▸ **Work request**: Please write the next part of the book news roundup below, starting right after its final sentence.

▸ **Document segment**:
____________

Tuesday News: Obama on books, chatbots, Ladybird climate change book, and new Marilyn Monroe video
Transcript: President Obama on What Books Mean to Him – If you can’t (or don’t want to) get this article from the New York Times website, Quartz has a partial summary – in particular Obama’s book recommendations to his daughter, Malia. The full interview contains a number of interesting exchanges with Michio Kakutani, including Obama’s own fiction writing aspirations and his appreciation of reading for multiple reasons: “Sometimes you read fiction just because you want to be someplace else.” Heh. He is a science fiction fan, and mentions Liu Cixin’s The Three Body Problem. As for the books he recommended to Malia as she leaves for college (from the Quartz piece):
They included a couple of revered staples of 20th-century literature: Norman Mailer’s The Naked and the Dead and One Hundred Years of Solitude by Gabriel García Márquez. But Obama also suggested some lesser-known classics that have served as rallying cries for feminists.
“Then there were some books I think that are not on everybody’s reading list these days, but I remembered as being interesting, like The Golden Notebook by Doris Lessing, for example. Or The Woman Warrior, by Maxine [Hong Kingston],” Obama said. – Quartz and the New York Times
Watch out publishers: the chatbots are coming – Oh, boy. Just what we need. Author chatbots. Did you know there is already a Robbie Williams chatbot for music fans? Initially attached to consumer product brands like Domino’s, chatbots make sense when you think about how much more personal and individually targeted advertising is becoming. And I guess you could even have dead author chatbots, so the options are quite, uh, extensive. I wonder how receptive readers will be to these (assuming there is transparency in their application).
The opportunities for publishers and authors are huge, but the industry has been slow to invest in the bot pot to date. Digital agency BAM Mobile is hoping to lead the way with AuthorBot, a new service for book publishers, agents and authors that creates author bots on platforms including Facebook Messenger, Slack and Telegram, and delivers voice-activated book discovery and reading services for Amazon Echo and Google Now. The team has created a basic Alice in Wonderland bot as a demonstration piece, and is already working on a project with a major UK publisher, due to launch soon. – The Bookseller
Prince Charles co-authors Ladybird climate change book – On the heels of its satirical books for adults, Ladybird books, which are published by Penguin, has created a new line of adult books aimed at explaining complex subjects in a simplified context. Sort of like Dummies meets kid lit. The line is getting a significant boost from Prince Charles, who has co-authored a book on climate change, one of his longtime concerns.

____________

▸ **Data for review**:
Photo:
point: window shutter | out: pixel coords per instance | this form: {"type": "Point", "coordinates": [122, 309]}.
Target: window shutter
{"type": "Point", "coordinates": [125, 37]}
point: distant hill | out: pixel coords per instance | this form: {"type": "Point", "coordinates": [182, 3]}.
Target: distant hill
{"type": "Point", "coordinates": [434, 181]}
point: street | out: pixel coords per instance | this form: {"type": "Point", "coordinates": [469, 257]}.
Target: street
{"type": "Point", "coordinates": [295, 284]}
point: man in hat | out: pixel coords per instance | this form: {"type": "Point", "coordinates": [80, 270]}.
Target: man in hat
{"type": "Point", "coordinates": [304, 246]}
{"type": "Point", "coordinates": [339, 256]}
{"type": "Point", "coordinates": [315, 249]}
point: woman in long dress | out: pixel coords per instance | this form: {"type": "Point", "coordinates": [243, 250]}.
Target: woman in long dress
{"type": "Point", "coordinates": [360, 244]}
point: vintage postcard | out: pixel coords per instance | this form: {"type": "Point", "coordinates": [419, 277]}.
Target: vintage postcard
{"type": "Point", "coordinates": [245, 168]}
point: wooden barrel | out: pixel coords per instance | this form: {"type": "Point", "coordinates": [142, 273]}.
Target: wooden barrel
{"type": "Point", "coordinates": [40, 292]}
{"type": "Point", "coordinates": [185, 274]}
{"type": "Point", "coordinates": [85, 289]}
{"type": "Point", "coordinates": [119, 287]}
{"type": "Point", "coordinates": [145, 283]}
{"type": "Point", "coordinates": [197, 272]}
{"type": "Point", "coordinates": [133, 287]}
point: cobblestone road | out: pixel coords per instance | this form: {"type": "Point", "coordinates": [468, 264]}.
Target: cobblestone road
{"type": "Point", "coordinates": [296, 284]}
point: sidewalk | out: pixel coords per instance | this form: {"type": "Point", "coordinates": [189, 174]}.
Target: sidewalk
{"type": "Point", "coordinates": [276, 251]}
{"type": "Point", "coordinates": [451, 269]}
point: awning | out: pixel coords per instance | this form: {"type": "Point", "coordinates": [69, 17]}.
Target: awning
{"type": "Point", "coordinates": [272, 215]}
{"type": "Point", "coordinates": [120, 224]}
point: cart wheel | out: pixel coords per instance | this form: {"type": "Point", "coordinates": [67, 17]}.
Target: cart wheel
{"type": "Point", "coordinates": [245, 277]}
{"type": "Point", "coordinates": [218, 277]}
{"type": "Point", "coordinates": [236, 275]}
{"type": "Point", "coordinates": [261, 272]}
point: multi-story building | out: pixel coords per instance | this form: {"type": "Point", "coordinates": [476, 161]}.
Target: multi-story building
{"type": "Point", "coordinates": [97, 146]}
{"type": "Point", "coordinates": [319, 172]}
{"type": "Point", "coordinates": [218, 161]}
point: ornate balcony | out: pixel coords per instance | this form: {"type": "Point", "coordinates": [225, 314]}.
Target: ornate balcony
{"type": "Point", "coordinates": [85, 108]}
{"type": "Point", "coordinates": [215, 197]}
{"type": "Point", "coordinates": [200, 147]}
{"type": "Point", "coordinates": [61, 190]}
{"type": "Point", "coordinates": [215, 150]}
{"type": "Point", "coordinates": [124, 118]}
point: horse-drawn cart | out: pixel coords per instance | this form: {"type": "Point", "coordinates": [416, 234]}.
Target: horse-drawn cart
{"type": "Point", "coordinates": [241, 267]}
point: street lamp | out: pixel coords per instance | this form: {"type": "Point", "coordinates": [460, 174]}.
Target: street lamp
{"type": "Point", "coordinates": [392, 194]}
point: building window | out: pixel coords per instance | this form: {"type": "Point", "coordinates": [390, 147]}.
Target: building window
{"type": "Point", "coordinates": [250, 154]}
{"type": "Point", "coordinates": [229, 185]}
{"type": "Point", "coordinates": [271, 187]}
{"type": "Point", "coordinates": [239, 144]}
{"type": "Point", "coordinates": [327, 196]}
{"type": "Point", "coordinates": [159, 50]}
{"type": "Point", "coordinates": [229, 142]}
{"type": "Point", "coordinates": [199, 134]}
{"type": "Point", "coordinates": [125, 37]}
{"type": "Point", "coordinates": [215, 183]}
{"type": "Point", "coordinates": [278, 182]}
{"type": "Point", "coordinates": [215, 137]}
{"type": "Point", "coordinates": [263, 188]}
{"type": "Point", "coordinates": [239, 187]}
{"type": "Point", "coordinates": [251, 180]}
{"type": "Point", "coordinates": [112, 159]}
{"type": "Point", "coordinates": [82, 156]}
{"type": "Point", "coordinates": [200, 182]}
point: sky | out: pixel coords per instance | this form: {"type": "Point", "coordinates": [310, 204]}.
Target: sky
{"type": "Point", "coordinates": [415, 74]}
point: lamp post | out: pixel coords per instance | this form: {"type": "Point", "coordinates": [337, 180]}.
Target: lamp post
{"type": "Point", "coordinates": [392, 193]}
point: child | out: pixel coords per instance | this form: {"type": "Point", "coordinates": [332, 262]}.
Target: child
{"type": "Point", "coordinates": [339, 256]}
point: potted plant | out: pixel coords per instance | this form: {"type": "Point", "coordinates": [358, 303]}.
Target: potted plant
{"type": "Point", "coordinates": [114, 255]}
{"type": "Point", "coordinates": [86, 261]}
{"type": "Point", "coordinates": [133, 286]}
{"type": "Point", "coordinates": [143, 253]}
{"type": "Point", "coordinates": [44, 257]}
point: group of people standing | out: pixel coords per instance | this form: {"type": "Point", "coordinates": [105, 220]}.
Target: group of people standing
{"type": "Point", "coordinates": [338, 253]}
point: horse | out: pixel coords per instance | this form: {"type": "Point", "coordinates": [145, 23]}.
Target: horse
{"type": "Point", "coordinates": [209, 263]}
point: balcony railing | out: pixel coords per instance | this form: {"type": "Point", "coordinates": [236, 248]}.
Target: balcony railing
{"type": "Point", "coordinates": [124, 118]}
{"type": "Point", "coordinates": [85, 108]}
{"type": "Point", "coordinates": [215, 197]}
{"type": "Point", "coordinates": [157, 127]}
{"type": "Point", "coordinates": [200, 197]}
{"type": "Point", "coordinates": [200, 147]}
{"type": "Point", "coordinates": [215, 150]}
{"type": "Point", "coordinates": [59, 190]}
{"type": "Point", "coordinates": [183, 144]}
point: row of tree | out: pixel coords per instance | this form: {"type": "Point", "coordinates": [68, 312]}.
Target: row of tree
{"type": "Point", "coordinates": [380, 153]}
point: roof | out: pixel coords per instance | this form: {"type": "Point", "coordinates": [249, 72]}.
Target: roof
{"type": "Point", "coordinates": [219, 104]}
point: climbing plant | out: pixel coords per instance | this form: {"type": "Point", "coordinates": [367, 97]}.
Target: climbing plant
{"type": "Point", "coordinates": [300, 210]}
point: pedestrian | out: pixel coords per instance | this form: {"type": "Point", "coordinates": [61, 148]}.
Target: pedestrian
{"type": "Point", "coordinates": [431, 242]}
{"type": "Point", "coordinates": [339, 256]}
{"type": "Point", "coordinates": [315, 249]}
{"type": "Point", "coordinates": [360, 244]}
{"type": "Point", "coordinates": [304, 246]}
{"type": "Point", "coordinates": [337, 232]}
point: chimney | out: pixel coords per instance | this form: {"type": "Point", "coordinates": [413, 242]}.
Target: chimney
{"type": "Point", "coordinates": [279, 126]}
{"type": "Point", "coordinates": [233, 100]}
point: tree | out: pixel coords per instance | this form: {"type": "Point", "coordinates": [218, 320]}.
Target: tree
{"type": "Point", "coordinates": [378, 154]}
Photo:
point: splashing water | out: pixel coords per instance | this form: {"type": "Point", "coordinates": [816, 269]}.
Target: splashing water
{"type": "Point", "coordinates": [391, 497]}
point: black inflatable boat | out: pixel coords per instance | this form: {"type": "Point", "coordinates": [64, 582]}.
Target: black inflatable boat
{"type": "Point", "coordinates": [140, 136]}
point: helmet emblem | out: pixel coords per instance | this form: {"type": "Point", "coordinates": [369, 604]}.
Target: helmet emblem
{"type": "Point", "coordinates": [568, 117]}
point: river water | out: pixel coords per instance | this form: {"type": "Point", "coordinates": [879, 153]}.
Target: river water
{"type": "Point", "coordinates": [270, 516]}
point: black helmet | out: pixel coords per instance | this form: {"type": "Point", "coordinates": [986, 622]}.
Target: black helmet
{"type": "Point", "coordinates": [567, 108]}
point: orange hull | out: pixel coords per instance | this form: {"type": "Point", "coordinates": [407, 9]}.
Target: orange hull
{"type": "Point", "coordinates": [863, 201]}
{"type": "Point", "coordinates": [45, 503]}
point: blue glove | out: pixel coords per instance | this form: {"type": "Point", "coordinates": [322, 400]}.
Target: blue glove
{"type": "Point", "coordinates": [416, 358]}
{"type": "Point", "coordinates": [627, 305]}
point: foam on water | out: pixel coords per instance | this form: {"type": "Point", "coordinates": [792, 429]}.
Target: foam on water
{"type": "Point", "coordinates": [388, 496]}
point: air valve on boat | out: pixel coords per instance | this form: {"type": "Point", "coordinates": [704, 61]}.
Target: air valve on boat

____________

▸ **Exercise output**:
The other books in the series are Quantum Mechanics by Jim Al-Khalili, and Evolution by Steve Jones.
Asked how the book might be received in the academic community, Dr Phillip Williamson, an associate fellow at the University of East Anglia’s School of Environmental Sciences, said: “There’s the obvious danger that this won’t be taken seriously.
“But if the style is right, and the information is correct and understandable, the new Ladybird book with royal authorship could be just what is needed to get the message across that everyone needs to take action on climate change.” – BBC News
New images of Marilyn Monroe – The discussion yesterday around men writing women made this story even more poignant to me, and because you can read about it (and watch the video footage) in either the Times or A.V. Club, I decided to link to Lainey Gossip’s summary, which includes both links. The footage is of Marilyn Monroe and the billowing white dress, and it was taken by New York furrier, Jules Schulback, who lived in the area and loved to take home movies. You can read the fascinating backstory on Schulback in the Times article, but in regard to the footage itself, Lainey’s summary is particularly good because it hones in on one of the most important points: the leering objectification of Marilyn Monroe by both men she knew and absolute strangers.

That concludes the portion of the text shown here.